Task directions: Return nothing but the lines from the line containing "the fox hind" through the last line of the records, reproduced exactly.

--

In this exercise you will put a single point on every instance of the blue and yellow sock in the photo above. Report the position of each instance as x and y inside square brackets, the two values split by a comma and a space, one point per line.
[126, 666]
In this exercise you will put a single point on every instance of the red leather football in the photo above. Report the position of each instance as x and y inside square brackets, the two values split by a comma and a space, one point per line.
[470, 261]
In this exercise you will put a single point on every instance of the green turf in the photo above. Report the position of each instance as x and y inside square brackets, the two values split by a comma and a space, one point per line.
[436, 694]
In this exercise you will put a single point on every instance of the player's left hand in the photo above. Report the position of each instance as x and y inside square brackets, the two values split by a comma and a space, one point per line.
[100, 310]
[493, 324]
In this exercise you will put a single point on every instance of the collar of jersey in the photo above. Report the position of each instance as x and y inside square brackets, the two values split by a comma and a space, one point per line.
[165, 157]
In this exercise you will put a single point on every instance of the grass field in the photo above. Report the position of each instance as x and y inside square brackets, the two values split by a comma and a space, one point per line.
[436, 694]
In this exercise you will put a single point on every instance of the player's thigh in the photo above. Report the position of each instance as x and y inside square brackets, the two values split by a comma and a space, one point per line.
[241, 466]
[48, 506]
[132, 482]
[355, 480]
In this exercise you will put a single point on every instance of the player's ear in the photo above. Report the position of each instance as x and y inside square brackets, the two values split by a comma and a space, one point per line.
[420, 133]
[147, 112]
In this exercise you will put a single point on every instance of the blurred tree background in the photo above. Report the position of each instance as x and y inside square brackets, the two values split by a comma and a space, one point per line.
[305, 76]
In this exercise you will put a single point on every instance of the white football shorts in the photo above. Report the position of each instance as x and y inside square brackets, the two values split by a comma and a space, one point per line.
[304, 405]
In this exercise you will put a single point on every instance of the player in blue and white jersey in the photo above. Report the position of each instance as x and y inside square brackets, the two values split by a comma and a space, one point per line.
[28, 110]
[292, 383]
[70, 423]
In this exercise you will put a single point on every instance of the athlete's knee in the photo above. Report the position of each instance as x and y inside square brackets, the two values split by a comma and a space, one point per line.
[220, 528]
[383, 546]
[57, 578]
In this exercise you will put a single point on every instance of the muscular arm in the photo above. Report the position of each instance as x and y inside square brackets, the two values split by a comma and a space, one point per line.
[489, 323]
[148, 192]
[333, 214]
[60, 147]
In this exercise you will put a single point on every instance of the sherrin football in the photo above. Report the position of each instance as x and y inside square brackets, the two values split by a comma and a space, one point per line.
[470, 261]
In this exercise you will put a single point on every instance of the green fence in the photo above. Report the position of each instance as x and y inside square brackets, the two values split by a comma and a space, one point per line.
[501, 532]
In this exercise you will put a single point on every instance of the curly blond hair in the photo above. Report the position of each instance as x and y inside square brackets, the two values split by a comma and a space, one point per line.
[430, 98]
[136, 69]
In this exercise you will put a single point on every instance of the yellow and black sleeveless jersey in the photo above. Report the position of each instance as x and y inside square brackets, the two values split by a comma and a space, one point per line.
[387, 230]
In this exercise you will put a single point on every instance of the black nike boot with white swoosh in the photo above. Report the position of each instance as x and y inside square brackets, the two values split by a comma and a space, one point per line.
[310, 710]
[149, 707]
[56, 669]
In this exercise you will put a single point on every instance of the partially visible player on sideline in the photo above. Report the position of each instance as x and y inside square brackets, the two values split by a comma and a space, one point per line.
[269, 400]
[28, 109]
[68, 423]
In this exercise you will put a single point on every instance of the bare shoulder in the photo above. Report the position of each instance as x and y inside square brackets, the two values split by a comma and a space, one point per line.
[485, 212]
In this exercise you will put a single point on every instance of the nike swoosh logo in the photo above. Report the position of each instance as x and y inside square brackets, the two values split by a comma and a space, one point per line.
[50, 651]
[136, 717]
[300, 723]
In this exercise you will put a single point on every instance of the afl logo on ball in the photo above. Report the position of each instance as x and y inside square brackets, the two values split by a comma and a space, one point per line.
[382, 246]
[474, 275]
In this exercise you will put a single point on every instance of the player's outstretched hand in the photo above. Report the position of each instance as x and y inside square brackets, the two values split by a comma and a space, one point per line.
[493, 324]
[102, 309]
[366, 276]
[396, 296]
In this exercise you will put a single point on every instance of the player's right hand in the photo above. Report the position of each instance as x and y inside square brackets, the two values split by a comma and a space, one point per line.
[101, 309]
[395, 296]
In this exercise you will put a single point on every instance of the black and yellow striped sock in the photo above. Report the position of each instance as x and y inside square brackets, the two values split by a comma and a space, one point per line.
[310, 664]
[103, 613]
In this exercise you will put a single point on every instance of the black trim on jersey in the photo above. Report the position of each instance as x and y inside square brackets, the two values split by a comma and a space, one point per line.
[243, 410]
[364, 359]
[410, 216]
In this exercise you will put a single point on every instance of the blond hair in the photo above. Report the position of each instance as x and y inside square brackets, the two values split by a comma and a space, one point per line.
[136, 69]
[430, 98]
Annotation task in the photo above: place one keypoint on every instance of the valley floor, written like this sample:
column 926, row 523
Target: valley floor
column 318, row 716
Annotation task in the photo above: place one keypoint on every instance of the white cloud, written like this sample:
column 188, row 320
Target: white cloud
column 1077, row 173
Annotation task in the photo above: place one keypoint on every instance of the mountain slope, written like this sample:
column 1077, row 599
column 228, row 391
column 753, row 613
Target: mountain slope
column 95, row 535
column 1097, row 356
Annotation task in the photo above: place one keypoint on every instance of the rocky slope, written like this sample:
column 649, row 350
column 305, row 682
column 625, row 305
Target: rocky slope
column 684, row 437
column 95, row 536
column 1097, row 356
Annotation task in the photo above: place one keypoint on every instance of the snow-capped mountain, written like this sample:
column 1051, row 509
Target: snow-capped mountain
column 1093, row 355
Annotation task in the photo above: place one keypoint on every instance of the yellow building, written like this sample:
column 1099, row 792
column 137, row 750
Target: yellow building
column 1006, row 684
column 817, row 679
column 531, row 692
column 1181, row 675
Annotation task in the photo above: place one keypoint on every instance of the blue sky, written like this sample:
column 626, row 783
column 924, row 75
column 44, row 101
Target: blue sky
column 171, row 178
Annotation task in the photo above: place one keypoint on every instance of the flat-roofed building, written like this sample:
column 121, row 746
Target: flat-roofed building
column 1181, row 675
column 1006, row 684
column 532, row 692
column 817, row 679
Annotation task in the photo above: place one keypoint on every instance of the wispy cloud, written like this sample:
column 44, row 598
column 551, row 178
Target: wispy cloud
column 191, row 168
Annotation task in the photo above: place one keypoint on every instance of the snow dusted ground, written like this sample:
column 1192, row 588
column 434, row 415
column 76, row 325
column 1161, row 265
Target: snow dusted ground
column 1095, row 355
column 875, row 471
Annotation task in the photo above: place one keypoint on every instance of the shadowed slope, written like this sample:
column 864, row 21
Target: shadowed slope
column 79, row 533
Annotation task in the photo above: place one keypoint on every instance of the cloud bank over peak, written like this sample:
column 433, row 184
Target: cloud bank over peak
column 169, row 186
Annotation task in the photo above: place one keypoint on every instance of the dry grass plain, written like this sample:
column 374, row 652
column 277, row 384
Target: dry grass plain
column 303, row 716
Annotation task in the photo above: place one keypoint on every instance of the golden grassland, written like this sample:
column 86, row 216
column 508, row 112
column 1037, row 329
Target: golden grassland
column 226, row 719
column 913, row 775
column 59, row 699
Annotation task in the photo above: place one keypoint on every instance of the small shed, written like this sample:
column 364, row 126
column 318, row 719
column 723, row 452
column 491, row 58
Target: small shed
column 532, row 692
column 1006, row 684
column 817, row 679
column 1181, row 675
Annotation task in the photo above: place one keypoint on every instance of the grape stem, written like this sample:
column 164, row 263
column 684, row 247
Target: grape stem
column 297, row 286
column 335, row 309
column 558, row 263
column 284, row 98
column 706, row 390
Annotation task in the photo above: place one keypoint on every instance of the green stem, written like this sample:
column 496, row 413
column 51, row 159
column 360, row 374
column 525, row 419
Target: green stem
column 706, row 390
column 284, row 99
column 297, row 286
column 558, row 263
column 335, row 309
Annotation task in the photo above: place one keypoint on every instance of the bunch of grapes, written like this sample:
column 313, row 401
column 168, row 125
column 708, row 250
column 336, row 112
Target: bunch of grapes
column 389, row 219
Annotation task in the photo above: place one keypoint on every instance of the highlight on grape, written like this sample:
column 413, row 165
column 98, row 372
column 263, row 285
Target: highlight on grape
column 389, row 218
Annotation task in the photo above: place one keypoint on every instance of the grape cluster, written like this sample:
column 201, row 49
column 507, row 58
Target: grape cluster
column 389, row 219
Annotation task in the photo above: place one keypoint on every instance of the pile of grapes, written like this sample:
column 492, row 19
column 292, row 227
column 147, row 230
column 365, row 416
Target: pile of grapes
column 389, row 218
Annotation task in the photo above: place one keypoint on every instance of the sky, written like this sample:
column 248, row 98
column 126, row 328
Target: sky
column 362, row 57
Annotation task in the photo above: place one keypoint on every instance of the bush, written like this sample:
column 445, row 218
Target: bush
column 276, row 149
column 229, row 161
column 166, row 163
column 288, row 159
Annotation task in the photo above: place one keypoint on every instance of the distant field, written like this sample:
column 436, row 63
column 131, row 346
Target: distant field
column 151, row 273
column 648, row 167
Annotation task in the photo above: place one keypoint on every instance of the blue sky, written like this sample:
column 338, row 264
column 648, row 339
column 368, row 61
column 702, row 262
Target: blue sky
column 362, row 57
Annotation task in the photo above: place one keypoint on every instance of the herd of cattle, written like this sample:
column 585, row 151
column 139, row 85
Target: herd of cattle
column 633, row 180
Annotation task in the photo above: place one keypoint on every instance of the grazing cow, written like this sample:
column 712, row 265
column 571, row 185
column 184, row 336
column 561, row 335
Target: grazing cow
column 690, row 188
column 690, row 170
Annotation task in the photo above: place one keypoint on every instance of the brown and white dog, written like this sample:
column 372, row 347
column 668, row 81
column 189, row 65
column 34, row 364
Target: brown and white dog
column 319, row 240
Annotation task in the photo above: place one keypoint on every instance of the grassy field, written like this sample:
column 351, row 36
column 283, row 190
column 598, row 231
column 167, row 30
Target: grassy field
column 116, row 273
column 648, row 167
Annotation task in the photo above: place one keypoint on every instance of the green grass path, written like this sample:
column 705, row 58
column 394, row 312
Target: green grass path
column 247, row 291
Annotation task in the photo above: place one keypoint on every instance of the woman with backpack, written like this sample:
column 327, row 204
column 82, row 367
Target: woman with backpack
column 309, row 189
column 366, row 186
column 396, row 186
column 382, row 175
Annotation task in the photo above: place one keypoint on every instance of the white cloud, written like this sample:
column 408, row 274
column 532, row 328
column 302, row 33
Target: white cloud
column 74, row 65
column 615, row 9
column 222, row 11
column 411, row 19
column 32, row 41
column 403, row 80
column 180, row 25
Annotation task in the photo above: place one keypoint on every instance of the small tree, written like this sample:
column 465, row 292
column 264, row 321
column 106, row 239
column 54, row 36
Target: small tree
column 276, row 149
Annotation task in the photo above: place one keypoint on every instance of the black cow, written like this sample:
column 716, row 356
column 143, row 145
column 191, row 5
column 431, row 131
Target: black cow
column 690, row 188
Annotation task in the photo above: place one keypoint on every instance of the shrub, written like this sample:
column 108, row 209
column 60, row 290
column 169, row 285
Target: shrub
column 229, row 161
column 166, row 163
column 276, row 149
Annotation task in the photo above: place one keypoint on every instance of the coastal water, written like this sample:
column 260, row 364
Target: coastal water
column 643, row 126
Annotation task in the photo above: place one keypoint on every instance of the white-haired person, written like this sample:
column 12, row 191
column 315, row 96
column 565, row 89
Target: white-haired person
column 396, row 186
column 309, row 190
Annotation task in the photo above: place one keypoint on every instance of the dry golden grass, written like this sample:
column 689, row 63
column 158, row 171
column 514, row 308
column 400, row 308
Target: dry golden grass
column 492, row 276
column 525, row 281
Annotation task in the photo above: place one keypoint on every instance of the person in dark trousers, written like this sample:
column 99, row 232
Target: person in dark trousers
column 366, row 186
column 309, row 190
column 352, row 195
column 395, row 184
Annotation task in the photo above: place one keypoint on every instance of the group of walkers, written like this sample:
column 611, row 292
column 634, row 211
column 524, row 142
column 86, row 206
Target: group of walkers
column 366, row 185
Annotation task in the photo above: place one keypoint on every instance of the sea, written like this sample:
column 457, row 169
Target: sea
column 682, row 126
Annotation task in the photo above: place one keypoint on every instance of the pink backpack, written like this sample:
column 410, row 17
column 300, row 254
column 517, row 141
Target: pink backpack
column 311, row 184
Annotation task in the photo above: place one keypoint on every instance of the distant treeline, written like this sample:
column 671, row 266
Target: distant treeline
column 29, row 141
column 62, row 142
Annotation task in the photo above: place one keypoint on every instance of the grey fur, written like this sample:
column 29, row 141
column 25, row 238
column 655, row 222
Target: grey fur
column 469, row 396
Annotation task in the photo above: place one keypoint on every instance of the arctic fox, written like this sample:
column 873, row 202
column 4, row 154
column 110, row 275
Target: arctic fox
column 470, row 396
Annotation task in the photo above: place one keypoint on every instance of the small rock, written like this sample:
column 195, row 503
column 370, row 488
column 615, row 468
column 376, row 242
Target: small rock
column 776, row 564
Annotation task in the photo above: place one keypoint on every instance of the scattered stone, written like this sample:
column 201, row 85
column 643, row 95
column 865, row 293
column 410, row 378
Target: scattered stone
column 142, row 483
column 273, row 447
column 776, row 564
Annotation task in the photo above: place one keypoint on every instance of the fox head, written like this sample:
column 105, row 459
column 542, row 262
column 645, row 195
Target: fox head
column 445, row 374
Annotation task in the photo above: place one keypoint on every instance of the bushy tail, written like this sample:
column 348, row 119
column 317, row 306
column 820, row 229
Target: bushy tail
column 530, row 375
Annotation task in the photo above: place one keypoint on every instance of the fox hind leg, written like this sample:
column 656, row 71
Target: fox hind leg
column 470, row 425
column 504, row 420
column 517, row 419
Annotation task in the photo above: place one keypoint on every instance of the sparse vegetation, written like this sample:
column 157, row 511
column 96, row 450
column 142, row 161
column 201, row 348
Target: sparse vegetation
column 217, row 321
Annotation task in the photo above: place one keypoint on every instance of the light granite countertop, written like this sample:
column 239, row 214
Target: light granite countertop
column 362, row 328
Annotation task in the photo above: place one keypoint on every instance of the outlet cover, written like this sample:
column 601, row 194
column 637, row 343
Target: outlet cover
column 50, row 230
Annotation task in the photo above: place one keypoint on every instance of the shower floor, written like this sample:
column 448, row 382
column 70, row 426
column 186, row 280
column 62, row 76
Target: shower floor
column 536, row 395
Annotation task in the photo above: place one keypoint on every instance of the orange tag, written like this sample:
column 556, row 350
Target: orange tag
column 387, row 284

--

Finished answer:
Annotation task in the photo above: place one keypoint on every instance of the fox hind leg, written like this sample:
column 656, row 71
Target: fox hind leg
column 470, row 425
column 504, row 420
column 517, row 419
Annotation task in the photo above: place one keypoint on every instance of the sparse vegetation, written like this sample:
column 157, row 511
column 96, row 450
column 142, row 161
column 201, row 348
Target: sparse vegetation
column 217, row 321
Annotation task in the photo above: place one keypoint on every instance of the light granite countertop, written like this sample:
column 239, row 214
Target: light granite countertop
column 362, row 328
Annotation task in the photo above: place one keypoint on every instance of the outlet cover, written like this sample:
column 601, row 194
column 637, row 343
Target: outlet cover
column 50, row 230
Annotation task in the photo above: place one keypoint on every instance of the shower floor, written like this sample:
column 448, row 382
column 70, row 426
column 186, row 280
column 62, row 76
Target: shower floor
column 536, row 395
Annotation task in the photo above: place one keypoint on every instance of the orange tag, written like this sample:
column 556, row 350
Target: orange tag
column 387, row 284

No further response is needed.